───── Input records
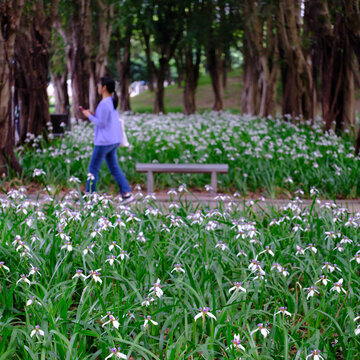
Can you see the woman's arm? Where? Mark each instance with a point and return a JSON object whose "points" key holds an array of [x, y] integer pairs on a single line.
{"points": [[99, 119]]}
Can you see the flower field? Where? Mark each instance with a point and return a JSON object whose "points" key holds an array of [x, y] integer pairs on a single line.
{"points": [[87, 278], [270, 156]]}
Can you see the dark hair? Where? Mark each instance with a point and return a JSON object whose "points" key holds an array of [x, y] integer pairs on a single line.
{"points": [[110, 86]]}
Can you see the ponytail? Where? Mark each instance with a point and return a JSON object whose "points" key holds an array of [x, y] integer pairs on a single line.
{"points": [[115, 100], [110, 85]]}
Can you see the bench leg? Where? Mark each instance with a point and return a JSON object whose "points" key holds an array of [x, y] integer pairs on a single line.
{"points": [[150, 182], [214, 182]]}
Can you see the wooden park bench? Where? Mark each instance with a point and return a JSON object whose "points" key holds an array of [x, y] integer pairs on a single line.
{"points": [[150, 169]]}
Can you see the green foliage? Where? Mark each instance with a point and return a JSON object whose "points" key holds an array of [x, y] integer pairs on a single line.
{"points": [[270, 156], [213, 249]]}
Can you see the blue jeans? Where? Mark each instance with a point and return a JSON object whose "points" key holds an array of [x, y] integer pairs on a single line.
{"points": [[107, 152]]}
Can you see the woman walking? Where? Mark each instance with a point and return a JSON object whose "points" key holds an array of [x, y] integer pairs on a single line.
{"points": [[107, 138]]}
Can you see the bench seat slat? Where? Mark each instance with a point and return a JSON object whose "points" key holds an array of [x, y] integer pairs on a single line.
{"points": [[183, 168]]}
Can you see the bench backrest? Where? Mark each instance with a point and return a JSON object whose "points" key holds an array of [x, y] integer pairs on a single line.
{"points": [[183, 168]]}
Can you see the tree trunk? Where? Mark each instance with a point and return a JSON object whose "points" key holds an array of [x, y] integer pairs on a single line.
{"points": [[180, 69], [214, 62], [76, 35], [269, 73], [191, 80], [250, 92], [333, 56], [352, 24], [298, 99], [123, 66], [261, 55], [60, 91], [159, 106], [100, 44], [149, 63], [226, 66], [32, 56], [10, 17]]}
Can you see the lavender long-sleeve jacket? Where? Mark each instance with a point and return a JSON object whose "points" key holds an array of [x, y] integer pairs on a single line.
{"points": [[107, 124]]}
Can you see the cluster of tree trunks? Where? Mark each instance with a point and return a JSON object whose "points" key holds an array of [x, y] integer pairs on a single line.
{"points": [[307, 52], [10, 17]]}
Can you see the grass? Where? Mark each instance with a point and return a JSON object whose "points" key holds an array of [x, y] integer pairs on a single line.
{"points": [[72, 311], [265, 156], [143, 103]]}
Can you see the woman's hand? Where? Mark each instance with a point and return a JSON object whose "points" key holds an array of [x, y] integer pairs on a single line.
{"points": [[87, 112]]}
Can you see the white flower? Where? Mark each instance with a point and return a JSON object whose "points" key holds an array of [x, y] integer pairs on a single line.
{"points": [[117, 353], [23, 278], [38, 172], [283, 310], [267, 250], [141, 237], [33, 300], [204, 312], [34, 270], [79, 274], [313, 190], [67, 246], [338, 287], [323, 279], [328, 266], [299, 250], [312, 248], [88, 249], [37, 331], [356, 257], [147, 301], [132, 217], [357, 330], [237, 286], [157, 289], [2, 266], [172, 192], [208, 188], [178, 268], [113, 245], [123, 254], [113, 320], [236, 343], [95, 275], [339, 247], [221, 245], [74, 179], [111, 259], [241, 252], [311, 291], [147, 320], [263, 330], [315, 355]]}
──────────
Prompt → Arrange all of the data above as a numbered list, one line per item, dropping any blank lines and leaving out the pictures.

Answer to this problem →
1. Can you see the woman's arm? Where? Mark each instance with a point and return a JSON object whose "points" key holds an array of [x, y] integer pairs on a single line.
2. {"points": [[99, 119]]}
3. Can you see the flower field? Where? Mark each instance with a point and return a JSON object whose "points" key holds an array of [x, y] integer pairs on a single line.
4. {"points": [[87, 278], [270, 156]]}
5. Can you see the dark hair? Where? Mark each instance with a point and return a JSON object whose "points" key holds an array of [x, y] integer pairs on a single line.
6. {"points": [[110, 86]]}
7. Can you see the ponytail? Where? Mark each instance with a point and return a JSON object whose "points" key holds an array of [x, y] integer pairs on a single line.
8. {"points": [[115, 100], [110, 85]]}
9. Can you see the bench leg? Where? Mark each instance with a point and return a JSON object whose "points" key holds an array of [x, y] integer pairs on a single line.
10. {"points": [[150, 182], [214, 182]]}
11. Can you see the wooden park bench? Where? Mark each instance with a point and return a JSON object whose "points" key holds an array of [x, y] integer pairs on a single line.
12. {"points": [[150, 169]]}
13. Can you see the green foliage? Where? Mark each instance with a point and return a JSON object whose "points" key holds an array of [x, y] integer pairs on a single line.
14. {"points": [[270, 156], [213, 249]]}
15. Can you see the blue jeans? Where? Mark each instance with a point and return a JSON object whose "points" key holds an array of [x, y] integer pairs on a single line.
16. {"points": [[107, 152]]}
17. Can you see the woman walking? Where? Mark each instance with a point and return a JSON object whose "points" key holds an array of [x, y] integer pairs on a single line.
18. {"points": [[107, 138]]}
19. Can you see the bench seat slat? Where? Mark each instance with a point and return a JSON object whose "points" key holds an array of [x, y] integer pairs on a single line.
20. {"points": [[183, 168]]}
21. Can you see the bench backrest? Where? Mark each instance with a point and return a JSON object whose "points" key holds an array of [x, y] integer pairs on a single line.
22. {"points": [[183, 168]]}
23. Can you see the tree trunk? Where? Mark each instance with a point and return a JSON object whose "points" key holds an array of [x, y] integer pairs on a single line.
24. {"points": [[180, 69], [214, 62], [76, 35], [269, 73], [191, 80], [250, 92], [333, 56], [352, 24], [298, 99], [123, 66], [261, 55], [60, 91], [159, 106], [100, 44], [149, 63], [226, 66], [32, 56], [10, 17]]}
25. Can you see the lavender long-sleeve jacket? Where? Mark each instance with a point and return a JSON object whose "points" key holds an array of [x, y] integer pairs on a single line.
26. {"points": [[107, 124]]}
27. Can you see the cluster of tree trunks? Where? Mark each instance with a point and return a JSON object whose "points" key holds an array of [x, y] integer pairs on a single line.
28. {"points": [[307, 52], [10, 17]]}
29. Can you see the grass? Where? Mark each instance with a point and return a JSON object whose "points" key holds an array of [x, y] integer pairs on a single line.
30. {"points": [[72, 311], [265, 156], [143, 103]]}
31. Can you see the woman's hand? Where? Mark each instance with a point and return a JSON object whose "points" key holds an array of [x, y] integer pairs on a single line.
32. {"points": [[87, 112]]}
33. Can you see the white flower? Where? Mark each instance with a point and return a JSON object whose "points" key holds an array of [x, y] integer pairs on a single line.
34. {"points": [[117, 353], [23, 278], [38, 172], [283, 310], [267, 250], [141, 237], [33, 300], [204, 312], [34, 270], [79, 274], [313, 190], [67, 246], [338, 287], [323, 279], [328, 266], [299, 250], [312, 248], [88, 249], [37, 331], [356, 257], [147, 301], [132, 217], [357, 330], [237, 286], [157, 289], [2, 266], [172, 192], [208, 188], [178, 268], [113, 245], [123, 254], [113, 320], [236, 343], [95, 275], [339, 247], [221, 245], [74, 179], [111, 259], [241, 252], [311, 291], [147, 320], [263, 330], [315, 355]]}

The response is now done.